### Text provided:
####################

# Next class action law suit on the way?



## Epox (Sep 19, 2010)

Yesterday I was talking to a friend and past Supervisor ( very sharp guy) where I worked before going on my own. They were out repiping a million dollar house I plumbed about 5 years ago tops. 
He said this will probably be next thing to the poly class action law suit that had been going on. It's Dezincification process and in a nut shell it removes the zink in fittings with more than 15% zinc. The remaining material is brass and is thus porous and deteriotates the fitting leaving it brittle. This what I had seen when I was yet working there and had started using all polymer fittings with the exception of fip's and sweat adpts. The problem is the brass fittings, the pipe is great. To my understanding the copper pex fittings are still ok. Plenty to be read on the topic. Here is a start for those interested.
http://www.richardmalin.com/Dezincification.html


----------



## Protech (Sep 22, 2008)

Sounds like the water is incompatible with the material (brass).

What do they use for faucets, compression ferrels on supply lines, stops, water heater t/p valves and drain valves in these areas?



mpsllc said:


> Yesterday I was talking to a friend and past Supervisor ( very sharp guy) where I worked before going on my own. They were out repiping a million dollar house I plumbed about 5 years ago tops.
> He said this will probably be next thing to the poly class action law suit that had been going on. It's Dezincification process and in a nut shell it removes the zink in fittings with more than 15% zinc. The remaining material is brass and is thus porous and deteriotates the fitting leaving it brittle. This what I had seen when I was yet working there and had started using all polymer fittings with the exception of fip's and sweat adpts. The problem is the brass fittings, the pipe is great. To my understanding the copper pex fittings are still ok. Plenty to be read on the topic. Here is a start for those interested.
> http://www.richardmalin.com/Dezincification.html


----------



## Epox (Sep 19, 2010)

Protech said:


> Sounds like the water is incompatible with the material (brass).
> 
> What do they use for faucets, compression ferrels on supply lines, stops, water heater t/p valves and drain valves in these areas?


We use the same thing everybody elsewhere uses but if it looks old we go to the meter to turn water supply off. T&P valves are just not touched once they have any age on them unless you're prepared to change it out.


----------



## Redwood (Sep 8, 2008)

Old News!

The guy is a home inspector and the pics he used are lifted off the Kitec Class Action Website....

http://www.plumbingdefect.com/lawsuit.html

The deadline for claims in that Class Action was 7/31/2010....
So it's definitely not the next one....


----------



## Epox (Sep 19, 2010)

So it is. I had been seeing this problem locally long before now though and had switched so I know it's not going away and is big.


----------



## Tommy plumber (Feb 19, 2010)

What was the water piping material? Copper? What was brass that deteriorated? And why did your past supervisor re-pipe the house? Was all the water piping bad? Orig. post left me asking these questions. Maybe I'm tired because it's almost 1:00AM. :jester:


----------



## Epox (Sep 19, 2010)

####################

### Data provided:
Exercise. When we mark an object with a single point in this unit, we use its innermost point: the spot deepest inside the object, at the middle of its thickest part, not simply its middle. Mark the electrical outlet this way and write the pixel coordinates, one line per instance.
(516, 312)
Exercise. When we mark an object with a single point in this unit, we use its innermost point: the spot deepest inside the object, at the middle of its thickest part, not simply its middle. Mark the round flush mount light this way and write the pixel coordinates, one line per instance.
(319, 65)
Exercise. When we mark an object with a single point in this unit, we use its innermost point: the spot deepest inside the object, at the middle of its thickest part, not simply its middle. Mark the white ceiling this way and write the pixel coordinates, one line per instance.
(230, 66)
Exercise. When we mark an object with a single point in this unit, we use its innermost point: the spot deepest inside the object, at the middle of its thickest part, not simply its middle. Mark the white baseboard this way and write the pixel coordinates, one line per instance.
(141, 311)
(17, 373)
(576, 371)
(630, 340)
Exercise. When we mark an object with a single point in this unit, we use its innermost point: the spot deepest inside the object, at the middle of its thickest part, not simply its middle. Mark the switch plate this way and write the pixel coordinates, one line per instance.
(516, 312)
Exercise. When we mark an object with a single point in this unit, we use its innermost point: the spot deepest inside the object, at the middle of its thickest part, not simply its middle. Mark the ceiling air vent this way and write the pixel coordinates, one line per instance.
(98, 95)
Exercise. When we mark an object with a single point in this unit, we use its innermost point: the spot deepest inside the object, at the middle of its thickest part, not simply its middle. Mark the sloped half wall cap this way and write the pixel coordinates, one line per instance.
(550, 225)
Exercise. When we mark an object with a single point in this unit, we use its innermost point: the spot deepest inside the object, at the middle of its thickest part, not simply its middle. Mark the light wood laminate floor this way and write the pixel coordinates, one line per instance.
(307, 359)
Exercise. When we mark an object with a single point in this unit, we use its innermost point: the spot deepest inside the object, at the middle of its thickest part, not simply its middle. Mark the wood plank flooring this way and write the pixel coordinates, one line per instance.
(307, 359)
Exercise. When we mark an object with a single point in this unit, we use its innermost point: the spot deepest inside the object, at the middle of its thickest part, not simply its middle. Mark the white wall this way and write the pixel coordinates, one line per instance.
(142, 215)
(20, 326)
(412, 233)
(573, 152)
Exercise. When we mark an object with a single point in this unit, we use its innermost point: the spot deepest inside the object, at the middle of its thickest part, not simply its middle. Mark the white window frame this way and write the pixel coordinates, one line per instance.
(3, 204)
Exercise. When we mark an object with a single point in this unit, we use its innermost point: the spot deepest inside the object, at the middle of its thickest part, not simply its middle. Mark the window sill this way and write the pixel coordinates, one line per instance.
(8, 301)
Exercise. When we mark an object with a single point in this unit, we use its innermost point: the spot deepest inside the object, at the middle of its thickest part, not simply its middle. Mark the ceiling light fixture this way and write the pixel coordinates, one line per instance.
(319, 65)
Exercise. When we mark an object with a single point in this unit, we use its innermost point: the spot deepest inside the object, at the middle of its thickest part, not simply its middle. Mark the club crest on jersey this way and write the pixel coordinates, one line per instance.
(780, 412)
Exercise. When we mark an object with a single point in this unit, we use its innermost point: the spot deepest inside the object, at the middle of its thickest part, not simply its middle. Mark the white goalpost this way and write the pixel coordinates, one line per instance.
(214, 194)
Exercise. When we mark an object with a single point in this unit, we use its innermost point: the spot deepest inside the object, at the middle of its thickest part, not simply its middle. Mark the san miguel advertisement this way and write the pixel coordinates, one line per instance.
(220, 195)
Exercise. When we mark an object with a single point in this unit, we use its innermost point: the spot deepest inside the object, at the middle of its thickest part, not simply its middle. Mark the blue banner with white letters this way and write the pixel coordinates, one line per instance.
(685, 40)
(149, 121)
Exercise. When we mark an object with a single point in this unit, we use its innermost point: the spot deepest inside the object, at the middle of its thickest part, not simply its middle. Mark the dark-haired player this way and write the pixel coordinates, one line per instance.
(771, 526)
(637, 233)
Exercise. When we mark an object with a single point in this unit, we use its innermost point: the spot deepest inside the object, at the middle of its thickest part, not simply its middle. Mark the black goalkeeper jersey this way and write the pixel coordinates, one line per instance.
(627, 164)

####################

### What this exercise asks:
1. Pick out each line of the listing above that contains the string "haired", and copy those lines.
2. Extend the forum thread on dezincification of brass plumbing fittings, picking up immediately after its final line.

### Per-task outputs:
1.
Exercise. When we mark an object with a single point in this unit, we use its innermost point: the spot deepest inside the object, at the middle of its thickest part, not simply its middle. Mark the dark-haired player this way and write the pixel coordinates, one line per instance.

2.
Tommy plumber said:


> What was the water piping material? Copper? What was brass that deteriorated? And why did your past supervisor re-pipe the house? Was all the water piping bad? Orig. post left me asking these questions. Maybe I'm tired because it's almost 1:00AM. :jester:


Piping was Pex, and fittings were pex brass material. Nice thing about the pex is i'm sure they can replace just the fittings for now. I will have to find out how extensive they are having to go. But he did say repipe. He was wanting my walk through camcorder video of the top-out.


----------



## Tommy plumber (Feb 19, 2010)

mpsllc said:


> Piping was Pex, and fittings were pex brass material. Nice thing about the pex is i'm sure they can replace just the fittings for now. I will have to find out how extensive they are having to go. But he did say repipe. He was wanting my walk through camcorder video of the top-out.








I would lose that video if it were me. Someone might be looking for evidence to present in court. If past boss needs to know where manifolds are, tell him. But I'd be cautious about turning a video of top-out over to others. Just my 2 cents.


----------



## Epox (Sep 19, 2010)

I couldn't find it anyway. We've switched pcs 2 or 3 times since then and no telling where it is,,,,, grinssssssss. Honestly I did look hard though.


----------



## Epox (Sep 19, 2010)

BTW I did volunteer to do a walk through with him though.


----------



## Tommy plumber (Feb 19, 2010)

Yeah, another plumber was just telling me today, that since us contractors are licensed and also must carry insurance, we have a target on our backs. I'm not looking to get sued.

If people find mold in their house (after a re-model, addition, etc.) anyone associated with that job could be sued by some lawyer group that's out for blood.


----------



## Epox (Sep 19, 2010)

The kind of thing sleepless nights are made. Speaking of night, I'm off to count sheep, rest well guys.


----------



## Master Mark (Aug 14, 2009)

*thats already gone down in Nevada*



Tommy plumber said:


> Yeah, another plumber was just telling me today, that since us contractors are licensed and also must carry insurance, we have a target on our backs. I'm not looking to get sued.
> 
> If people find mold in their house (after a re-model, addition, etc.) anyone associated with that job could be sued by some lawyer group that's out for blood.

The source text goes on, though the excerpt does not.